A verbatim reproduction of all the entries is needed.

=-=-=-=-=

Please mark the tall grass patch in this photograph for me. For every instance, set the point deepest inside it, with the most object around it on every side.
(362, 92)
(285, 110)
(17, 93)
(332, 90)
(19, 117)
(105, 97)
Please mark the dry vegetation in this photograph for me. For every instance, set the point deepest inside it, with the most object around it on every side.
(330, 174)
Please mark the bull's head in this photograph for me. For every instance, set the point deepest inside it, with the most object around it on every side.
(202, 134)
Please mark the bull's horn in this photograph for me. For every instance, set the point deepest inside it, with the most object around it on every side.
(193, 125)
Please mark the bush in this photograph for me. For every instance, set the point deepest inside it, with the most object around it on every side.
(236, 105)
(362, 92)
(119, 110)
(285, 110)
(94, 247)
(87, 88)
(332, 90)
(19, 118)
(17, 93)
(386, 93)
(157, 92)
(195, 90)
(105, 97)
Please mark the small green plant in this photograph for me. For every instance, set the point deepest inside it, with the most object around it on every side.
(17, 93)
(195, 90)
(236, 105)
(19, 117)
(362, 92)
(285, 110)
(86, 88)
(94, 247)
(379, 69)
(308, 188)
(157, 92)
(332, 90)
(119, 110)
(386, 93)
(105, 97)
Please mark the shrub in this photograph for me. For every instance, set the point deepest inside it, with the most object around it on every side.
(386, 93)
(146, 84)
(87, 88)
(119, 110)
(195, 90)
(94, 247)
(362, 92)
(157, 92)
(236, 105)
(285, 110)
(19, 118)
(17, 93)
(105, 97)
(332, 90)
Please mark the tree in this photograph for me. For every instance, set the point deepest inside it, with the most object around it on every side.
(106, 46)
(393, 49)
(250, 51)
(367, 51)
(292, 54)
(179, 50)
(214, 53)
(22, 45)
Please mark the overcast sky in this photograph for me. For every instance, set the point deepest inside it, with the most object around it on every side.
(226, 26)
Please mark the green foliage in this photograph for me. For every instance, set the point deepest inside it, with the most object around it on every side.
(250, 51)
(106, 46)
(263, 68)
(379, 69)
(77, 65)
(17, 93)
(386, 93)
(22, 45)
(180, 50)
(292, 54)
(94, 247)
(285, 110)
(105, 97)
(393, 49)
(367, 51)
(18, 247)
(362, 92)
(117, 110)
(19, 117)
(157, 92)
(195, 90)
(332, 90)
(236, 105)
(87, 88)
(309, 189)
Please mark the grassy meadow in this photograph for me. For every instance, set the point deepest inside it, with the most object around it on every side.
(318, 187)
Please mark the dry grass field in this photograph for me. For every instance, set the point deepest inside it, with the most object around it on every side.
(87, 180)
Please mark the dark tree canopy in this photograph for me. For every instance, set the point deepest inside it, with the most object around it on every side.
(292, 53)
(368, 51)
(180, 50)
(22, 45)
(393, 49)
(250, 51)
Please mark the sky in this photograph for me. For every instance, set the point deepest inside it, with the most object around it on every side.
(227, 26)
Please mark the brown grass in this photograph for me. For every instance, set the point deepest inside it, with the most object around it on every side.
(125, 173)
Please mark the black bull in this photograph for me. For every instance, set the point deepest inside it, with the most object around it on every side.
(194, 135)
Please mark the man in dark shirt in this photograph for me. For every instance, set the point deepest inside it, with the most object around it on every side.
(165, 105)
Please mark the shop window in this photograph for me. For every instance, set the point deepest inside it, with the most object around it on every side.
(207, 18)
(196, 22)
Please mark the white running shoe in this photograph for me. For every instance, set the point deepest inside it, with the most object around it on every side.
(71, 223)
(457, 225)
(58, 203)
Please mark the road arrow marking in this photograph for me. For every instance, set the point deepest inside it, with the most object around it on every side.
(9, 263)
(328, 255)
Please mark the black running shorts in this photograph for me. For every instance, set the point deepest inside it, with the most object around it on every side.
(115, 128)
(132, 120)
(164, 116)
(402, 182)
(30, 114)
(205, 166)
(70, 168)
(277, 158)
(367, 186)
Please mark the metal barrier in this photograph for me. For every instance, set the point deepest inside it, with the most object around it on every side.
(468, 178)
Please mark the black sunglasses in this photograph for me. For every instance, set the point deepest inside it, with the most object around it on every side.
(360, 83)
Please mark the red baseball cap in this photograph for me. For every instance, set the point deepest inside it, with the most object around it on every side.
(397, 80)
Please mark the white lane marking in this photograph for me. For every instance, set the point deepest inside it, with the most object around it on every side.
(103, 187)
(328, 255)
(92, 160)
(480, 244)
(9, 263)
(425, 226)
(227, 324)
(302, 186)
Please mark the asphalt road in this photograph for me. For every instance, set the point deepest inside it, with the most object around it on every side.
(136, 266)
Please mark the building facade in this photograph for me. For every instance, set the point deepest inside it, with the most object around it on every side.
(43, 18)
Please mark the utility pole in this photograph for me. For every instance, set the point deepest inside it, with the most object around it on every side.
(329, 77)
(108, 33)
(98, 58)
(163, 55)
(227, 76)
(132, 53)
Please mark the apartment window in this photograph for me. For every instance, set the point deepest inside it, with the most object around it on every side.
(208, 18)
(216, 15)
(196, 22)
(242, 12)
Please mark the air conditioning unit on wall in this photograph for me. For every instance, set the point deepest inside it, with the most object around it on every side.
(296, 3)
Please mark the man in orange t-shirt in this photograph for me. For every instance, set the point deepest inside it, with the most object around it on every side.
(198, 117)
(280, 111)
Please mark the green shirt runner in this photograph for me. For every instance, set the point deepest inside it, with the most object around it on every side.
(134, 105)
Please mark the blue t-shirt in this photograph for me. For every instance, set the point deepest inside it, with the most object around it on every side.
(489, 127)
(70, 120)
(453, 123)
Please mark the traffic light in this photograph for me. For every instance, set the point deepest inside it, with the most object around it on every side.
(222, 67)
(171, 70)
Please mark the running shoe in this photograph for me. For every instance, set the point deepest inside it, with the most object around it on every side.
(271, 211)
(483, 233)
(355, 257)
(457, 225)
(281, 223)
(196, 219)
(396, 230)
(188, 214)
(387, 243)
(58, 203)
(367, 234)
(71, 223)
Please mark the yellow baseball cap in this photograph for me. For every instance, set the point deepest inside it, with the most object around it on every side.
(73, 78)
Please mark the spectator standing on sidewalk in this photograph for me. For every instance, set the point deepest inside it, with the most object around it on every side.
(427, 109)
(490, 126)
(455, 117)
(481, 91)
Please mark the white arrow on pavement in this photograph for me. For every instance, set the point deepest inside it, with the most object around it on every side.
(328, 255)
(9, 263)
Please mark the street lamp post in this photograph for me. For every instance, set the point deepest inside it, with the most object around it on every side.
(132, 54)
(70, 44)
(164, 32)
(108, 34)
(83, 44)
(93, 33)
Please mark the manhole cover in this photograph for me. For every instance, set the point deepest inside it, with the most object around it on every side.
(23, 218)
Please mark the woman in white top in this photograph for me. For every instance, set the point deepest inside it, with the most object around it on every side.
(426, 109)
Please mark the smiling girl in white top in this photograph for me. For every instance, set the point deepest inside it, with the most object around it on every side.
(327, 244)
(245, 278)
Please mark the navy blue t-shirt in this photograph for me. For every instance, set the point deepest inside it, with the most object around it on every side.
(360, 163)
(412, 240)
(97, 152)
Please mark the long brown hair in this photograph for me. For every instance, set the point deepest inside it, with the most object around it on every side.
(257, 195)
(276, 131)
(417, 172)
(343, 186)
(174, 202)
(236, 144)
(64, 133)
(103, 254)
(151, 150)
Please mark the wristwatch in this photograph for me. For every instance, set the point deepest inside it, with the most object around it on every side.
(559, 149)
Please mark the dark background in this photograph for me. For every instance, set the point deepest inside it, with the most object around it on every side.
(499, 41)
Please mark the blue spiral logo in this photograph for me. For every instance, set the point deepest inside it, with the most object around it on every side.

=-=-=-=-=

● REPLY TO THE EXERCISE:
Please mark the tall grass patch in this photograph for me. For every instance, set the point deepest inside it, with the most object around it on every side.
(362, 92)
(285, 110)
(17, 93)
(332, 90)
(19, 117)
(105, 97)
Please mark the dry vegetation in this photograph for me. For every instance, set the point deepest inside it, with the most object around it on every side.
(330, 174)
Please mark the bull's head in this photograph for me. For every instance, set the point deepest inside it, with the most object around it on every side.
(202, 134)
Please mark the bull's horn in this photograph for me. For every instance, set the point deepest inside it, with the most object around it on every side.
(193, 125)
Please mark the bush in this photograph for me. For every instance, set the point deepest inside it, with the most object around it on every side.
(236, 105)
(362, 92)
(119, 110)
(285, 110)
(94, 247)
(87, 88)
(332, 90)
(19, 118)
(17, 93)
(386, 93)
(157, 92)
(195, 90)
(105, 97)
Please mark the small green plant in this photograph for me. For every instance, set the point deepest inside it, with the most object around it on every side.
(17, 93)
(195, 90)
(236, 105)
(19, 117)
(362, 92)
(285, 110)
(86, 88)
(94, 247)
(379, 69)
(308, 188)
(157, 92)
(332, 90)
(119, 110)
(386, 93)
(105, 97)
Please mark the shrub in this photograph for me. For every instance, set the point deepest inside it, with the most object around it on every side.
(386, 93)
(146, 84)
(87, 88)
(119, 110)
(195, 90)
(94, 247)
(362, 92)
(157, 92)
(236, 105)
(285, 110)
(19, 118)
(17, 93)
(105, 97)
(332, 90)
Please mark the tree in this photograph for me. For every instance, set the point deepest inside it, with the most object around it on every side.
(106, 46)
(393, 49)
(250, 51)
(367, 51)
(292, 54)
(179, 50)
(214, 53)
(22, 45)
Please mark the overcast sky in this photograph for me. For every instance, set the point deepest inside it, with the most object around it on every side.
(226, 26)
Please mark the green foliage in this photograph for me. For every instance, set the point deepest inside it, with the most object around it on every side.
(250, 51)
(106, 46)
(263, 68)
(379, 69)
(77, 65)
(17, 93)
(386, 93)
(22, 45)
(180, 50)
(292, 54)
(94, 247)
(285, 110)
(105, 97)
(393, 49)
(367, 51)
(18, 247)
(362, 92)
(117, 110)
(19, 117)
(157, 92)
(195, 90)
(332, 90)
(236, 105)
(87, 88)
(309, 189)
Please mark the grassy meadow in this photograph for me. For every instance, set the point deepest inside it, with the most object around it on every side.
(318, 187)
Please mark the dry grass field in this photograph for me. For every instance, set the point deepest inside it, with the most object around it on every side.
(87, 180)
Please mark the dark tree canopy in this photograph for me. For every instance, set the point deepest inside it, with the most object around it on every side.
(292, 53)
(368, 51)
(180, 50)
(22, 45)
(393, 49)
(250, 51)
Please mark the sky in this photograph for me. For every instance, set the point deepest inside it, with the most object around it on every side.
(227, 26)
Please mark the brown grass in this photograph for me. For every instance, set the point deepest inside it, with the most object around it on every side.
(125, 173)
Please mark the black bull in this photograph for me. For every instance, set the point deepest inside it, with the most object around it on every side.
(194, 135)
Please mark the man in dark shirt in this photograph for me. For every instance, set the point deepest inside it, with the most object around it on every side.
(165, 105)
Please mark the shop window in this photograph for me. For every instance, set the point deepest inside it, with the most object around it on every side.
(207, 18)
(196, 22)
Please mark the white running shoe in this photograph for me. For every instance, set the point deepest inside it, with the most object around it on every side.
(71, 223)
(457, 225)
(58, 203)
Please mark the road arrow marking in this photograph for me. For every instance, set the point deepest inside it, with the most object around it on every side.
(9, 263)
(328, 255)
Please mark the black running shorts in this photograph for me. For every instance, set the point deepest inside it, with the most object around it on every side.
(115, 128)
(132, 120)
(164, 116)
(402, 182)
(30, 114)
(205, 166)
(70, 168)
(277, 158)
(367, 186)
Please mark the metal barrier in this photograph for me. For every instance, set the point deepest inside it, with the most object around it on every side.
(468, 178)
Please mark the black sunglasses in this photograph for me. For every instance, set the point deepest inside it, with the most object around it on every side.
(360, 83)
Please mark the red baseball cap in this photograph for me. For every instance, set the point deepest inside it, with the most object around it on every side.
(397, 80)
Please mark the white lane marking in this photograph for me. For every instance, set the point deepest inside it, with the most object around it on every side.
(103, 187)
(328, 255)
(92, 160)
(480, 244)
(9, 263)
(425, 226)
(227, 324)
(302, 186)
Please mark the asphalt road in this photograph for me. For every instance, set the point deepest inside it, with the most object around it on every side.
(136, 266)
Please mark the building facade in this photograph for me. For every instance, set the point deepest inside it, with the most object around it on every side.
(43, 18)
Please mark the utility pole in this photograph for me. For every instance, set the point deepest inside it, with the most object around it on every side.
(329, 77)
(108, 33)
(98, 58)
(163, 55)
(227, 76)
(132, 53)
Please mark the apartment window in this photograph for me. For every instance, set the point deepest inside it, with the most object around it on every side.
(208, 18)
(216, 15)
(196, 22)
(242, 12)
Please mark the air conditioning unit on wall in this photograph for me. For every instance, set the point deepest inside it, with the most object around it on every side.
(296, 3)
Please mark the man in orange t-shirt in this photograph for me. For every instance, set the point deepest inside it, with the most object around it on every side.
(198, 117)
(280, 111)
Please mark the green shirt runner in this photograph for me. For every instance, set the point deepest inside it, with the most object around it on every side.
(134, 105)
Please mark the blue t-shirt in this photograph for me. For every instance, set the point deepest inside it, with the most object around it on every side.
(489, 127)
(70, 120)
(453, 123)
Please mark the traffic light in this photograph for me. For every instance, set the point deepest inside it, with the most object around it on every side.
(222, 67)
(171, 70)
Please mark the running shoe in this photograph for me. For every instance, set the point deepest inside it, with the most object around it on every side.
(271, 211)
(483, 233)
(355, 257)
(457, 225)
(281, 223)
(196, 219)
(396, 230)
(188, 214)
(387, 243)
(58, 203)
(367, 234)
(71, 223)
Please mark the yellow baseball cap in this photograph for me. For every instance, set the point deepest inside it, with the most object around it on every side.
(73, 78)
Please mark the spectator standing on sidewalk in this photograph for me. For every instance, set the point deepest inside it, with the most object around it on every side.
(427, 109)
(490, 126)
(455, 117)
(481, 91)
Please mark the white arrow on pavement in this photograph for me. For every instance, set the point deepest inside it, with the most object around it on every side.
(328, 255)
(9, 263)
Please mark the street lamp post in this photograph for me. For every instance, set the point deepest inside it, with the most object around it on every side.
(132, 54)
(70, 44)
(164, 32)
(108, 34)
(83, 44)
(93, 33)
Please mark the manhole cover in this photograph for me. For every instance, set the point deepest inside it, with the most object around it on every side.
(23, 218)
Please mark the woman in white top in this photograph for me. For every instance, set the point deepest inside it, with the most object around it on every side.
(426, 109)
Please mark the smiling girl in white top in this photograph for me. For every instance, set the point deepest inside it, with the most object around it on every side.
(327, 244)
(245, 278)
Please mark the navy blue t-shirt in this photograph for me. For every instance, set the point deepest inside it, with the most object around it on every side.
(360, 163)
(412, 240)
(97, 152)
Please mark the long brown hair in this photograph for me. For every instance, set the point deepest inside it, with the most object around it on every side.
(257, 195)
(276, 131)
(417, 172)
(343, 186)
(174, 202)
(236, 144)
(64, 133)
(103, 254)
(151, 150)
Please mark the wristwatch in this photograph for me. For every instance, set the point deepest inside it, with the most object around it on every side.
(559, 149)
Please mark the dark background in this photograph for me. For every instance, set the point deepest inside it, with the most object around it on every side.
(499, 41)
Please mark the blue spiral logo in this photograph for me. For every instance, set the point deepest inside it, with the most object around it on every side.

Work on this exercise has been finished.